Thursday, May 05, 2005

Smoking Bans -- A case of "What is seen and what is unseen"

Posted by Craig Westover | 3:24 PM |  

WARNING: This post contains explicit economic theory and is recommended for a mature audience. Some cognitive dissonance may not be appropriate for smoking ban proponents. Intellectual discretion is advised.


Those that frequently read this blog know that I am a big fan of Henry Hazlitt’s "Economics in One Lesson" and the 19th century French economist Frederic Bastiat on whose theory of “what is seen and what is not seen” much of Hazlitts’s book is based. The validity of Bastiat’s theory is no where more evident than in the aftermath of Twin Cities area smoking bans.

What Bastiat writes of economists can also be said of do-gooders that would influence public policy without regard for ALL the consequences of its implementation.


There is only one difference between a bad economist and a good one: the bad economist confines himself to the visible effect; the good economist takes into account both the effect that can be seen and those effects that must be foreseen.

### SET OF TASKS
(A) Rewrite the stretch of the smoking-ban post from "Those that frequently" through "of its implementation.", swapping "do-gooders" for "reformers".
(B) Does each statement agree with the smoking-ban post? Answer yes or no, and quote the words that settle it. (i) The post went up on a Thursday. (ii) Hazlitt was a 19th-century French economist. (iii) The good economist looks only at the visible effect.
The lines after this are separate from the smoking-ban post.

### RECORD EXCERPTS
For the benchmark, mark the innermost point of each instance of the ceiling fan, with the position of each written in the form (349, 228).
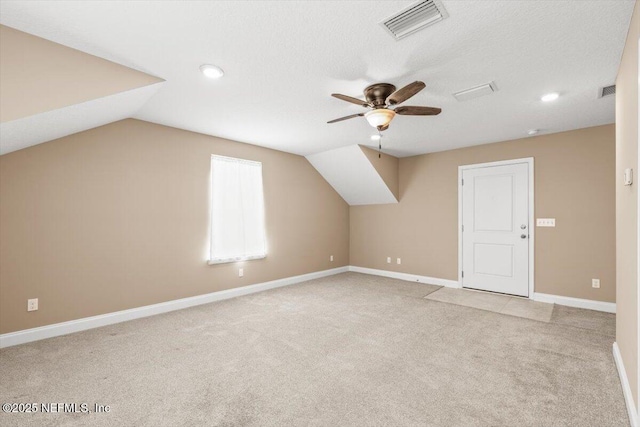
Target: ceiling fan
(380, 97)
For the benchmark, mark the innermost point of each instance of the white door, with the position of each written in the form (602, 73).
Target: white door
(495, 233)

### ANSWERS TO THE EXERCISE
(A)
Those that frequently read this blog know that I am a big fan of Henry Hazlitt’s "Economics in One Lesson" and the 19th century French economist Frederic Bastiat on whose theory of “what is seen and what is not seen” much of Hazlitts’s book is based. The validity of Bastiat’s theory is no where more evident than in the aftermath of Twin Cities area smoking bans.

What Bastiat writes of economists can also be said of reformers that would influence public policy without regard for ALL the consequences of its implementation.

(B)
(i) Yes: "Thursday, May 05, 2005"
(ii) No: "the 19th century French economist Frederic Bastiat"
(iii) No: "the bad economist confines himself to the visible effect"